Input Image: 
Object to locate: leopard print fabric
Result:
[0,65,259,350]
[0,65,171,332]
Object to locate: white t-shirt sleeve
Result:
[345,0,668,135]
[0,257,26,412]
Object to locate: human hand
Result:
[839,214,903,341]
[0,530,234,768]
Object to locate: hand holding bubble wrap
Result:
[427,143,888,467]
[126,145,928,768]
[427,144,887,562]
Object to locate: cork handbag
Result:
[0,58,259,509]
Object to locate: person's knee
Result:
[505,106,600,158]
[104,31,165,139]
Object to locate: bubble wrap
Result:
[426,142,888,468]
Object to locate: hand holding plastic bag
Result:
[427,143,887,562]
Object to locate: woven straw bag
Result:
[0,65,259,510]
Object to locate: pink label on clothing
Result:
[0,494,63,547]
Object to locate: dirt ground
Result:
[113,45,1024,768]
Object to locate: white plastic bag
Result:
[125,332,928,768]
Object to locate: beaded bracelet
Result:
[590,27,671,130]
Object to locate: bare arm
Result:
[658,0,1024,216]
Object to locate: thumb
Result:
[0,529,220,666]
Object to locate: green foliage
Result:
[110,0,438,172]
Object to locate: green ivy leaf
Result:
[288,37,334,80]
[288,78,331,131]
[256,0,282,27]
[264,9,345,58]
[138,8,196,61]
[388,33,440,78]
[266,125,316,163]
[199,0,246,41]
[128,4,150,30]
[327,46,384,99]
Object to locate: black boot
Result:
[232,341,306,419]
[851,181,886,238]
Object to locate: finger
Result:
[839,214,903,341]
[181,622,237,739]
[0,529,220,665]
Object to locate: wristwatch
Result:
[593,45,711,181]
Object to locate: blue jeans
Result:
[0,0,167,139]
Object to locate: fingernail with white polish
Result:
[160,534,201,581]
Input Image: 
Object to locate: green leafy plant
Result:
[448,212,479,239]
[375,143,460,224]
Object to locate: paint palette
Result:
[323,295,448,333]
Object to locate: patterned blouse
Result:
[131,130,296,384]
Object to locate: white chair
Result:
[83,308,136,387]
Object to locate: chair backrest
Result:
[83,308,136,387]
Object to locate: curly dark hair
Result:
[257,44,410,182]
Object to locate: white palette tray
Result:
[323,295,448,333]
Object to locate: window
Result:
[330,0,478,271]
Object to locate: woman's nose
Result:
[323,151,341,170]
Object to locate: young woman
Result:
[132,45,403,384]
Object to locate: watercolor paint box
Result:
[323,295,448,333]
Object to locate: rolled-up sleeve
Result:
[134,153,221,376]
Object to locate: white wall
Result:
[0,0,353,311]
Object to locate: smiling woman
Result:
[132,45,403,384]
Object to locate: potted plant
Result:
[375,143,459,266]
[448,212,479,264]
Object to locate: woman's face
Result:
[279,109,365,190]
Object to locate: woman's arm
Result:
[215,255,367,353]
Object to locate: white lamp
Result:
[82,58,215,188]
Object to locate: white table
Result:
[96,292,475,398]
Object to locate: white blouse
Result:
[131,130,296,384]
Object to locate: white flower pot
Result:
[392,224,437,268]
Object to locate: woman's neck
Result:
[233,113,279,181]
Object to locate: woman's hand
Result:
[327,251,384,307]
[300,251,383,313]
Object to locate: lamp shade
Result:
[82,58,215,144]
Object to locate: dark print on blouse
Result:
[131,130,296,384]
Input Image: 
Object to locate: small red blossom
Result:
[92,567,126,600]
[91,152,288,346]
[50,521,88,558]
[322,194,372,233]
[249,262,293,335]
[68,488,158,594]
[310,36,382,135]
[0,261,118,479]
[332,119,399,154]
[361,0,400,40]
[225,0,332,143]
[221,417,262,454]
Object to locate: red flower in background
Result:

──────

**Short task:**
Render all of the records above as a numbered list, one line per item, with blank lines omitted.

**Answer to the task:**
1. Input Image: 
2. Object to locate: leopard print fabric
3. Result:
4. [0,65,259,350]
5. [0,65,171,332]
6. Object to locate: white t-shirt sleeve
7. Result:
8. [345,0,668,135]
9. [0,257,26,412]
10. Object to locate: human hand
11. Result:
12. [839,214,903,341]
13. [0,530,234,768]
14. Object to locate: hand holding bubble wrap
15. Result:
16. [427,143,888,467]
17. [126,145,928,768]
18. [427,144,887,562]
19. Object to locate: cork handbag
20. Result:
21. [0,58,259,509]
22. Object to locate: person's knee
23. Result:
24. [505,106,600,158]
25. [104,31,165,139]
26. Object to locate: bubble wrap
27. Result:
28. [426,142,888,468]
29. Object to locate: hand holding plastic bag
30. Result:
31. [427,143,887,562]
32. Object to locate: woven straw bag
33. Result:
34. [0,65,259,510]
35. Object to locate: pink label on clothing
36. Result:
37. [0,494,63,547]
38. Object to locate: dirt ground
39. Result:
40. [113,45,1024,768]
41. Object to locate: white plastic bag
42. Result:
43. [125,332,928,768]
44. Object to locate: beaded bracelet
45. Result:
46. [590,27,671,130]
47. Object to locate: bare arm
48. Result:
49. [658,0,1024,216]
50. Object to locate: thumb
51. Result:
52. [0,529,220,666]
53. Object to locate: green foliage
54. Result:
55. [110,0,438,172]
56. Object to locate: green ivy leaf
57. Result:
58. [288,37,334,80]
59. [288,78,331,131]
60. [256,0,282,27]
61. [264,9,345,58]
62. [138,8,196,61]
63. [388,33,440,78]
64. [266,125,316,163]
65. [199,0,246,41]
66. [128,4,150,30]
67. [327,46,384,99]
68. Object to locate: black boot
69. Result:
70. [232,341,306,419]
71. [851,181,886,238]
72. Object to locate: finger
73. Result:
74. [839,214,903,341]
75. [181,622,237,739]
76. [0,529,220,665]
77. Object to locate: wristwatch
78. Result:
79. [593,45,711,181]
80. Object to locate: blue jeans
81. Result:
82. [0,0,167,139]
83. Object to locate: fingernail with white polish
84. Result:
85. [160,534,201,581]
86. Input Image: 
87. Object to locate: green leafy plant
88. Result:
89. [448,212,479,239]
90. [375,143,460,224]
91. Object to locate: paint palette
92. Result:
93. [323,295,448,333]
94. Object to locate: patterned blouse
95. Result:
96. [131,130,296,384]
97. Object to locate: white chair
98. Result:
99. [83,308,136,387]
100. Object to locate: chair backrest
101. Result:
102. [83,308,136,387]
103. Object to locate: curly dark hair
104. Result:
105. [257,44,410,182]
106. Object to locate: white palette tray
107. Result:
108. [323,295,448,333]
109. Object to locate: window
110. Result:
111. [330,0,478,271]
112. Object to locate: woman's nose
113. Result:
114. [323,151,341,170]
115. Object to locate: young woman
116. Result:
117. [132,45,403,384]
118. Object to locate: watercolor paint box
119. Result:
120. [323,295,448,333]
121. Object to locate: rolled-up sleeve
122. Result:
123. [134,153,221,376]
124. Object to locate: white wall
125. Result:
126. [0,0,353,311]
127. Object to locate: smiling woman
128. Result:
129. [132,45,403,384]
130. Object to locate: potted plant
131. Result:
132. [375,143,459,266]
133. [448,212,479,264]
134. Object to locate: woman's face
135. Result:
136. [279,109,365,190]
137. Object to locate: woman's arm
138. Result:
139. [215,255,367,353]
140. Object to locate: white lamp
141. Result:
142. [82,58,215,188]
143. Object to locate: white table
144. Result:
145. [96,292,475,398]
146. Object to locate: white blouse
147. Result:
148. [131,130,296,384]
149. Object to locate: white flower pot
150. Result:
151. [392,224,437,268]
152. Object to locate: woman's neck
153. Result:
154. [233,113,279,181]
155. Object to locate: woman's hand
156. Result:
157. [327,251,384,307]
158. [300,251,383,313]
159. Object to locate: lamp shade
160. Result:
161. [82,58,215,144]
162. Object to locate: dark print on blouse
163. Result:
164. [131,130,296,384]
165. Input Image: 
166. Object to locate: small red blossom
167. Result:
168. [92,567,126,600]
169. [91,152,288,346]
170. [50,521,88,558]
171. [322,194,372,233]
172. [249,262,293,335]
173. [68,488,158,594]
174. [310,36,382,135]
175. [0,261,118,479]
176. [332,119,399,154]
177. [361,0,400,40]
178. [225,0,332,143]
179. [221,417,262,454]
180. Object to locate: red flower in background
181. Result:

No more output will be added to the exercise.